▸ **Work to complete**
The records that follow should be returned exactly, pictures excluded.

Entries taken from a collection:
────────────────────

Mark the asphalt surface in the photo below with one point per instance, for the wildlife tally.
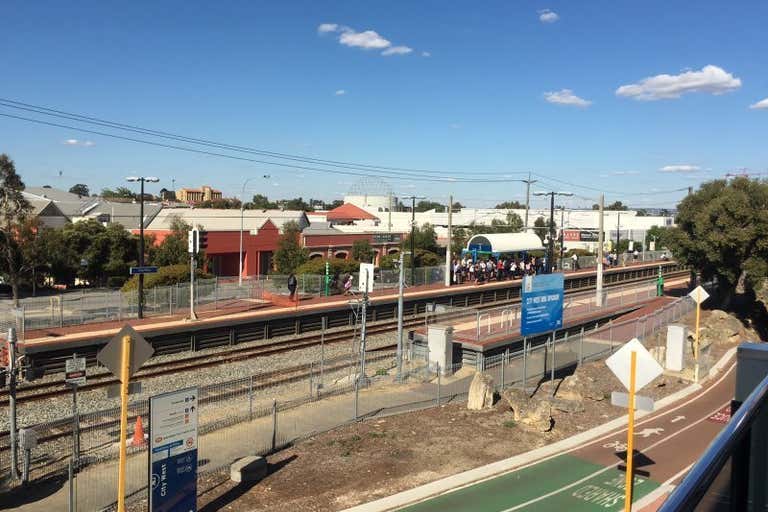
(591, 477)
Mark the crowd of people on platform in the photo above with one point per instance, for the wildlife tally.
(496, 269)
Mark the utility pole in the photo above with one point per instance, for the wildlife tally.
(12, 402)
(528, 183)
(400, 317)
(600, 236)
(413, 229)
(448, 246)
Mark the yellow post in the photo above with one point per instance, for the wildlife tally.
(630, 435)
(696, 344)
(124, 378)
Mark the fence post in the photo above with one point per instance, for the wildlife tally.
(274, 424)
(250, 399)
(71, 481)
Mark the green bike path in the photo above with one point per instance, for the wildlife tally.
(563, 483)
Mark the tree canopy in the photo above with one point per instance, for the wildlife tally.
(722, 231)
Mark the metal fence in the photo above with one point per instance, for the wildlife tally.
(251, 416)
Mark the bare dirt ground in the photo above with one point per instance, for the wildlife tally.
(380, 457)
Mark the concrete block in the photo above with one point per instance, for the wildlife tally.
(249, 469)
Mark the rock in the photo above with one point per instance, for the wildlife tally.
(533, 413)
(480, 392)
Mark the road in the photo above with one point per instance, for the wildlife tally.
(591, 477)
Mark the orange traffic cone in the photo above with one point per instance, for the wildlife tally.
(138, 433)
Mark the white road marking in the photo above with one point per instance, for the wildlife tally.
(601, 471)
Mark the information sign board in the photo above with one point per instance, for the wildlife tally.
(74, 371)
(173, 451)
(542, 304)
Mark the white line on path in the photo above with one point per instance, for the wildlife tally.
(600, 471)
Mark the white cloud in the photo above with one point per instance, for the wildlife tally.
(709, 79)
(78, 142)
(324, 28)
(367, 40)
(548, 16)
(684, 168)
(397, 50)
(566, 97)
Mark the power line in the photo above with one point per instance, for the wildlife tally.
(253, 160)
(8, 103)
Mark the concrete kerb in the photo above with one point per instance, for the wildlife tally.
(496, 469)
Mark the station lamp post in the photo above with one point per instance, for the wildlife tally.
(551, 244)
(242, 206)
(142, 180)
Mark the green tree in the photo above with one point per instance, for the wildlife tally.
(290, 254)
(362, 251)
(118, 193)
(722, 232)
(510, 205)
(14, 210)
(80, 189)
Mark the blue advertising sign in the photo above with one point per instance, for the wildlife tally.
(542, 304)
(173, 451)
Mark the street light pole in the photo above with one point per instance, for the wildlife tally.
(141, 180)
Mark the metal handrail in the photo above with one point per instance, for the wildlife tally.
(737, 431)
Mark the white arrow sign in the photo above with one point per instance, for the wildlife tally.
(647, 367)
(647, 432)
(699, 295)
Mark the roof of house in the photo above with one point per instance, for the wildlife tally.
(226, 219)
(349, 211)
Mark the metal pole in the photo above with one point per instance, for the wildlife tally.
(600, 235)
(448, 246)
(400, 319)
(12, 402)
(141, 249)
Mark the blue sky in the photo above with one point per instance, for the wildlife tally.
(469, 90)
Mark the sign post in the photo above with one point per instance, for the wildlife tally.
(699, 295)
(173, 451)
(127, 351)
(635, 367)
(542, 308)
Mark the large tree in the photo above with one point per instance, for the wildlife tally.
(290, 254)
(14, 210)
(722, 232)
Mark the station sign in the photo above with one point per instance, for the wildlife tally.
(542, 306)
(173, 451)
(74, 371)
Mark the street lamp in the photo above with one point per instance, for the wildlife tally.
(242, 205)
(142, 180)
(551, 244)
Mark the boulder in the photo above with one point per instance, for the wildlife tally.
(480, 392)
(534, 413)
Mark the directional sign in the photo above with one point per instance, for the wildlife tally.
(143, 270)
(699, 294)
(642, 403)
(542, 304)
(647, 367)
(173, 451)
(111, 355)
(74, 372)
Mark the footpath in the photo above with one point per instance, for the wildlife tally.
(586, 472)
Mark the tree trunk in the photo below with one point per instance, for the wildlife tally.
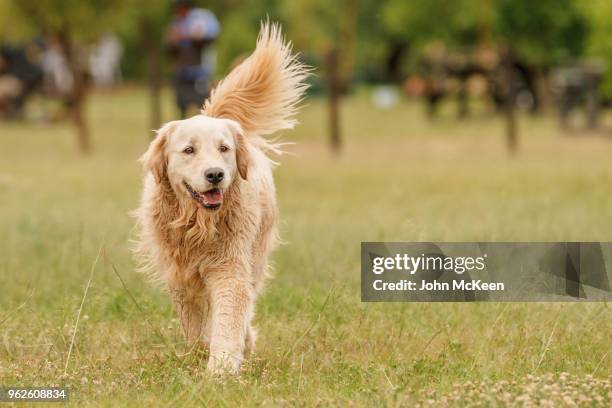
(510, 99)
(77, 97)
(152, 46)
(334, 88)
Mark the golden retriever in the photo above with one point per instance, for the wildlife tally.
(207, 217)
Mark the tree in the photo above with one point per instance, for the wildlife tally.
(329, 29)
(145, 22)
(72, 23)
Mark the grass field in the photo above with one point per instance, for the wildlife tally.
(65, 218)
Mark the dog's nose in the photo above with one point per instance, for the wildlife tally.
(214, 175)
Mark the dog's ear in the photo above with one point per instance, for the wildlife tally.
(243, 158)
(155, 159)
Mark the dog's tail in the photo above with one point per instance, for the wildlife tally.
(262, 93)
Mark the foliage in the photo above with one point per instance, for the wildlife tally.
(542, 32)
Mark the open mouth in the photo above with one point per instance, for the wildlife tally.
(210, 199)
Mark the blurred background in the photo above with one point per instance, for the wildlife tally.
(481, 57)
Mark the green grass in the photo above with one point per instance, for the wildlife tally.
(400, 178)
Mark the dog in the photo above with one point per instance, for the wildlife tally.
(207, 219)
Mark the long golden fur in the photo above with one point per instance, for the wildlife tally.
(211, 256)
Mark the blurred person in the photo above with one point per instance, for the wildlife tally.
(105, 59)
(189, 40)
(20, 76)
(59, 81)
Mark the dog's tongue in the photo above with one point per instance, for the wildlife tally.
(214, 196)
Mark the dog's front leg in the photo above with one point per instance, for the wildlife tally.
(232, 305)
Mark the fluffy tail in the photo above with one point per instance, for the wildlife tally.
(262, 93)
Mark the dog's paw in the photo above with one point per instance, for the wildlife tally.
(223, 364)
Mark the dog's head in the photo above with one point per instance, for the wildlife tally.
(201, 157)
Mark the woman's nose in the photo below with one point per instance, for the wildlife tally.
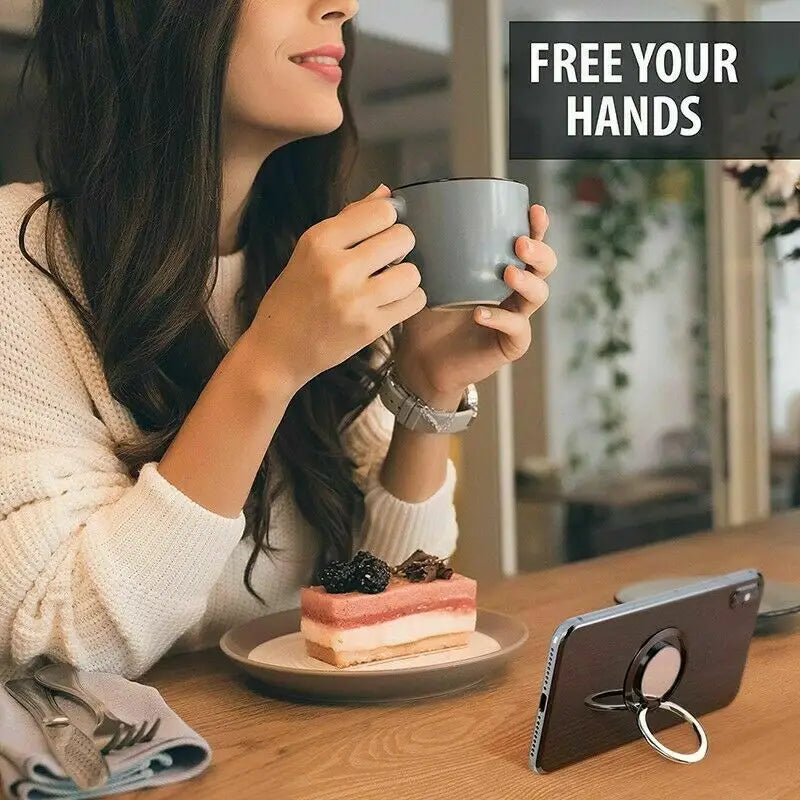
(339, 10)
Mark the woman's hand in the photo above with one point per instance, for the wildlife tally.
(440, 352)
(328, 302)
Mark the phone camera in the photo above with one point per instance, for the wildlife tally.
(743, 596)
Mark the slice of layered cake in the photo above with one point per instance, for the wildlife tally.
(366, 611)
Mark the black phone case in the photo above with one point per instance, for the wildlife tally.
(594, 656)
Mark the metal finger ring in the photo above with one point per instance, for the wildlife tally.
(672, 755)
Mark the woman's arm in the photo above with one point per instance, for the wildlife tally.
(395, 526)
(98, 569)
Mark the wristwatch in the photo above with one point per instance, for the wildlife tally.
(413, 413)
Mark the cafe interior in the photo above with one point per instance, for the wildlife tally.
(600, 460)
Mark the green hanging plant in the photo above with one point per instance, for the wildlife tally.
(617, 201)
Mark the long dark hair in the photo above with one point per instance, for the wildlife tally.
(129, 153)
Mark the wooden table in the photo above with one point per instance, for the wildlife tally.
(475, 745)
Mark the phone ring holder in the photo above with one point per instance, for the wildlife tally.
(652, 676)
(659, 747)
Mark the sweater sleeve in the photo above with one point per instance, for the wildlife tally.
(96, 569)
(394, 528)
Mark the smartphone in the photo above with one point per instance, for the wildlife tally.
(591, 653)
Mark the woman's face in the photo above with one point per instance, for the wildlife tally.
(283, 73)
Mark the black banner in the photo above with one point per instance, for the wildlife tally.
(727, 90)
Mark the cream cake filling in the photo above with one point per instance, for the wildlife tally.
(405, 629)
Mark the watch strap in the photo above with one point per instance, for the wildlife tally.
(413, 413)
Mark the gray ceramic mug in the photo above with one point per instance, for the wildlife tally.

────────────────────

▸ **Exercise output**
Mark the asphalt surface in the photo below with one point per instance, for the wildlife tally.
(591, 477)
Mark the crowd of people on platform in the photo above with one point per instance, for the wildlife tally.
(496, 269)
Mark the utility pole in the photo above with one point per instance, for the wildlife tally.
(12, 402)
(528, 183)
(400, 317)
(600, 236)
(413, 229)
(448, 246)
Mark the yellow post in the photo above with one point per instance, for the wildlife tally.
(630, 435)
(696, 344)
(124, 378)
Mark the fence post in the photo above with one point per instance, for the wildlife tally.
(274, 424)
(250, 399)
(71, 481)
Mark the green bike path in the photo above with one point per instance, for the wildlife tally.
(563, 483)
Mark the tree canopy in the photo above with one point per instance, for the wildlife tally.
(722, 231)
Mark the metal fence in the photo above with one point per instance, for the wildlife tally.
(251, 416)
Mark the bare dirt ground in the photo above with one point per instance, for the wildlife tally.
(380, 457)
Mark the concrete block in the photo above with one point per instance, for the wildlife tally.
(249, 469)
Mark the rock in the photo above with one point per instance, for the wildlife tally.
(533, 413)
(480, 392)
Mark the road in the photo above with one point per instance, for the wildlife tally.
(591, 477)
Mark the orange traffic cone in the photo above with one point per instance, for the wildlife tally.
(138, 433)
Mark the white road marking in the photo above with one point per instance, for the wildlife tally.
(601, 471)
Mark the information sign board in the photo above with one point per instance, for the wildlife tally.
(74, 371)
(173, 451)
(542, 304)
Mark the white line on path in the photo above with one point per instance, for the wildlife tally.
(600, 471)
Mark the white cloud in the photo above with one point per instance, for the wildlife tally.
(709, 79)
(78, 142)
(324, 28)
(367, 40)
(548, 16)
(684, 168)
(397, 50)
(566, 97)
Mark the power line in the photo above with one point per instance, for the wildlife tally.
(253, 160)
(8, 103)
Mark the concrete kerb in the photo above with one point per instance, for the wildlife tally.
(496, 469)
Mark the station lamp post in the photo above with one point per instance, for the wildlife tally.
(551, 244)
(242, 206)
(142, 180)
Mark the green tree in the photo above with one point per instance, for the wildlife tally.
(290, 254)
(362, 251)
(118, 193)
(722, 232)
(510, 205)
(14, 210)
(80, 189)
Mark the blue advertising sign in the photo above with one point per instance, for the wildlife tally.
(542, 304)
(173, 451)
Mark the street light pole in the photo above with one point per instance, for the wildlife tally.
(141, 180)
Mark the metal handrail in the photo above with one point per instance, for the wildlife tally.
(737, 431)
Mark the white arrow sign in the photo above with one point per instance, for the wildlife tally.
(647, 367)
(647, 432)
(699, 295)
Mark the roof of house in the photo above with one point per instance, for the wildlife tally.
(226, 219)
(349, 211)
Mark the metal pole in the photo above with one point per instance, for the wildlife tally.
(600, 235)
(448, 246)
(400, 319)
(12, 402)
(141, 249)
Mark the blue sky in the photo above with one point per instance, for the wildlife tally.
(469, 90)
Mark the sign post in the photo above with one point per instance, for the wildlife tally.
(699, 295)
(173, 451)
(127, 351)
(635, 367)
(542, 308)
Mark the large tree in the photo above with one point per instance, for the wildlife tally.
(290, 254)
(14, 210)
(722, 232)
Mark the station sign in the photo above with one point per instance, for the wildlife tally.
(542, 306)
(173, 451)
(74, 371)
Mark the street lamp in the photo above with one point per instance, for the wildlife tally.
(242, 205)
(142, 180)
(551, 244)
Mark the boulder in the photo above with one point per instance, for the wildlife tally.
(480, 392)
(534, 413)
Mark the directional sign in the photo above with one point per instance, for the wildlife tally.
(143, 270)
(699, 294)
(642, 403)
(542, 304)
(647, 367)
(173, 451)
(111, 355)
(74, 372)
Mark the footpath in the photo above with one point per instance, for the wildlife tally.
(586, 472)
Mark the tree trunk in the photo below with one point per instance, for the wildlife tally.
(510, 99)
(77, 97)
(152, 46)
(334, 88)
Mark the golden retriever in the photo above with one point per instance, for the wildlife tally.
(207, 217)
Mark the tree in the photo above with one point per instance, for the wildlife tally.
(329, 29)
(145, 22)
(72, 23)
Mark the grass field in the photo above with one point per instance, for the wildlife tally.
(65, 218)
Mark the dog's nose in the photo above with one point per instance, for the wildlife tally.
(214, 175)
Mark the dog's ear in the photo above with one point per instance, for the wildlife tally.
(243, 158)
(155, 159)
Mark the dog's tail in the photo above with one point per instance, for the wildlife tally.
(262, 93)
Mark the foliage in the photo above with one point per instance, for the wildlife tally.
(542, 32)
Mark the open mouth in the photo above with one point per instance, for the wildlife tally.
(210, 199)
Mark the blurred background in the photo above with one point per instance, for the wildlife tally.
(481, 57)
Mark the green grass in the photo above with one point per instance, for the wildlife tally.
(400, 178)
Mark the dog in the photo above with one point per instance, for the wildlife tally.
(207, 219)
Mark the long golden fur in the photo above with one point per instance, for the wildlife tally.
(211, 256)
Mark the blurred person in the photo above with one point per instance, for the wildlife tally.
(105, 59)
(189, 40)
(20, 76)
(59, 81)
Mark the dog's tongue in the photo above with one point per instance, for the wildlife tally.
(214, 196)
Mark the dog's front leg in the photo above with one point per instance, for the wildlife tally.
(232, 305)
Mark the fluffy tail in the photo above with one point per instance, for the wildlife tally.
(262, 93)
Mark the dog's paw in the photo above with one point per instance, for the wildlife tally.
(223, 364)
Mark the dog's head in the photo above with one point per instance, for the wildlife tally.
(201, 157)
Mark the woman's nose in the photo below with one point per instance, for the wildlife tally.
(339, 10)
Mark the woman's hand in the photo above with one point per instance, for the wildlife tally.
(440, 352)
(328, 302)
Mark the phone camera in the photo above with one point per instance, for the wildlife tally.
(743, 596)
Mark the slice of layered cake in the photo above with one point per instance, for the wildlife tally.
(366, 611)
Mark the black phone case in the photo above with one point per instance, for the wildlife tally.
(594, 656)
Mark the metal finger ring in the photo above with one point per instance, for the wildlife tally.
(672, 755)
Mark the woman's arm in the photo above with one point per instance, for the wildlife tally.
(395, 526)
(98, 569)
Mark the wristwatch in the photo above with one point per instance, for the wildlife tally.
(413, 413)
Mark the cafe interior in the photo above with one point per instance, for the wildlife tally.
(600, 460)
Mark the green hanging plant in the photo above with one point per instance, for the wildlife tally.
(617, 201)
Mark the long dark hair in the photo above with one point per instance, for the wildlife tally.
(129, 153)
Mark the wooden table in the photo above with one point per instance, for the wildlife tally.
(475, 745)
Mark the phone ring holder in the photo above with one point per instance, for the wildlife tally.
(652, 676)
(659, 747)
Mark the sweater sleeve in the photo above with one point per instance, for the wildlife tally.
(96, 569)
(394, 528)
Mark the smartphone in the photo above with one point per instance, for the wildlife tally.
(591, 653)
Mark the woman's face in the photo above with one point per instance, for the wildlife tally.
(283, 73)
Mark the black banner in the photo above with one point per instance, for the wildlife tally.
(727, 90)
Mark the cream cake filling in the photo above with one point per instance, for the wildlife tally.
(405, 629)
Mark the watch strap in the photo above with one point per instance, for the wildlife tally.
(413, 413)
Mark the gray ceramic mug in the photo above with one point per instance, for the wildlife tally.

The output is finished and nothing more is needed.